• [Direction a] Extract word for word the part of the passage on ego and mindfulness starting at "I realise that" and ending at "my hungry ego.".

• [Selected excerpt]
Then I became quiet over the phone one time and I am scared and feel tight because my dear friend gets angry at me for my remarks and when I feebly tell her she barks at me and says well I have said that, your frightening me, I then get confused and say the wrong words and I am afraid of losing her friendship. She has a waspish tongue and scares me; it’s not her as much as my reaction to this.

I realise that in my life I have been put down many times, laughed at and been mocked, so I am wary of being me, not the conditioned brain washed programmed me that is the local small mind ego and the few friends I have I do not want to lose and being truthful it is not real friendship I need their approval and get a lift from them. I am afraid of losing her approval and this feeds my hungry ego.

When I am mindful, breathing, listening and calm, it seems a greater intelligence, a greater being is apparent. Like the brain and its local hardware and software ‘it needs to know that it knows’ ‘it needs to be safe in its knowledge and its reference points’ which it can compute and juxtapose and conjugate into many adaptations with configurations, updates, modifications, yes I do have a great capacity and a quick tricky mind, yet it still limited to the past and a modified future.

I feel I have to say something in company as there is an embarrassed silence, or is there or is it me that is not comfortable with it? Is that why I have such a busy mind in order for the ego me  to know its there and rules the roost, to be in charge, safe and present and most of it is idle chatter, gossip and yet to the ego a vital function and yet there is a crying a calling, be here now, be present and if felt, be true to the self that feels comfortable, perhaps a silent calm one, not looking to better the story, to recount the past and let gaps be there. Then feeling afterwards at times, I feel guilty, I went over the top, the stories, the incidents, the NASA, Forensic and all the past history, I have made a fool of myself, I should have been more quiet, less intrusive, less demanding to be a celebrity, a scientist and milking the outcome for approval and top rating.

Somehow going into a quote that came to me years back being the result of a koan which is ; ‘I know I don’t know but when I need to know I will know’, it is being laid back and witnessing and allowing a space, nay being empty to listen without prejudice and put my local stuff out of the gap of mindfulness and only be prompted by an appropriate ‘feel urge’ which kind of pops into the awareness and not from being presumptuous and interjecting through ‘I am the authority, after all look at all the workshops, the counselling I've done and my achievements, recognise me and give me the love and approval I seek says the dominant local mind ego.

Yes the local mind ego a mere smidgen in the space of all spaces is adept in many circumstances of running the local affairs such as shopping, arranging travel and so on and it is the ability to step back and realise I am just that local and narrow and when to let go and allow the great non local mind to click in.

• [Material for the task]
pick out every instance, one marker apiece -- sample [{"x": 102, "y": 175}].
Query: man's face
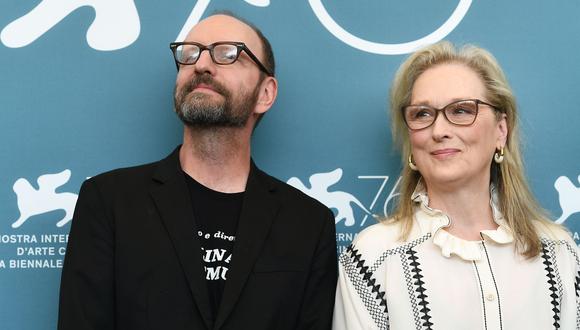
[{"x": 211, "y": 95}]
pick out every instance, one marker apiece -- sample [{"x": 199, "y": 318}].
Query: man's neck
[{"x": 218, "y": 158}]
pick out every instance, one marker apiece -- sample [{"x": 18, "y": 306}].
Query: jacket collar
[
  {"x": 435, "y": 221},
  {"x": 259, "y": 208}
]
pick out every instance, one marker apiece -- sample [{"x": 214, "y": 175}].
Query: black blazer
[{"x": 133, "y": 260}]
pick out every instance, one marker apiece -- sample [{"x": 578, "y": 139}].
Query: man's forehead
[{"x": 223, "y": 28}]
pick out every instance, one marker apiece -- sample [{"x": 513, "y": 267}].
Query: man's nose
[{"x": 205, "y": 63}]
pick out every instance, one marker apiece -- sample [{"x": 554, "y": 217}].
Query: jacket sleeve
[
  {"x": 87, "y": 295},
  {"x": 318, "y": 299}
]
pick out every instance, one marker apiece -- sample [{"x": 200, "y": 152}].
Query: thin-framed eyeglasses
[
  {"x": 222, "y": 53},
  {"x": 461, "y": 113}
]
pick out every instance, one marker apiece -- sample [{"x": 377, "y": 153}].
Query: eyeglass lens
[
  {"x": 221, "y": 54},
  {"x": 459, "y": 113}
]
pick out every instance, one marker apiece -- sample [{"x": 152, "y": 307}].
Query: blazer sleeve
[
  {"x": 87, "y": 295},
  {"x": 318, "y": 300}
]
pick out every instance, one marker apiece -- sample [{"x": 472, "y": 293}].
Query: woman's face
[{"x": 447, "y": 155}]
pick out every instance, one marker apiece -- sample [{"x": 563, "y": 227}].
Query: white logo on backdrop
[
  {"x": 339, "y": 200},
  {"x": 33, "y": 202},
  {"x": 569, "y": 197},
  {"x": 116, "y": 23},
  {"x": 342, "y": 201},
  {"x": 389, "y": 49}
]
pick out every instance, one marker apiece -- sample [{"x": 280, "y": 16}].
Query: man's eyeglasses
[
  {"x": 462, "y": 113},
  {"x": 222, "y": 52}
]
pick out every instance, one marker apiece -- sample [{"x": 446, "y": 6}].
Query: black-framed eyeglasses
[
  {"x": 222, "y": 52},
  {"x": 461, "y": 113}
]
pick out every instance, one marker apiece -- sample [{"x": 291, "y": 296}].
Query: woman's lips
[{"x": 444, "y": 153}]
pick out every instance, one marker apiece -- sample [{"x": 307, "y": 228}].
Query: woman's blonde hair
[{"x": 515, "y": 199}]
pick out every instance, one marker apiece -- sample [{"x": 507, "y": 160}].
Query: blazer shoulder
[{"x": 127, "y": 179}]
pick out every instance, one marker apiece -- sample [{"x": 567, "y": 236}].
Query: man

• [Direction b] Find each line of the listing that contains the string "framed" and copy it. Matches are case-sensitive.

• [Reply a]
I realise that in my life I have been put down many times, laughed at and been mocked, so I am wary of being me, not the conditioned brain washed programmed me that is the local small mind ego and the few friends I have I do not want to lose and being truthful it is not real friendship I need their approval and get a lift from them. I am afraid of losing her approval and this feeds my hungry ego.

• [Reply b]
Query: thin-framed eyeglasses
Query: black-framed eyeglasses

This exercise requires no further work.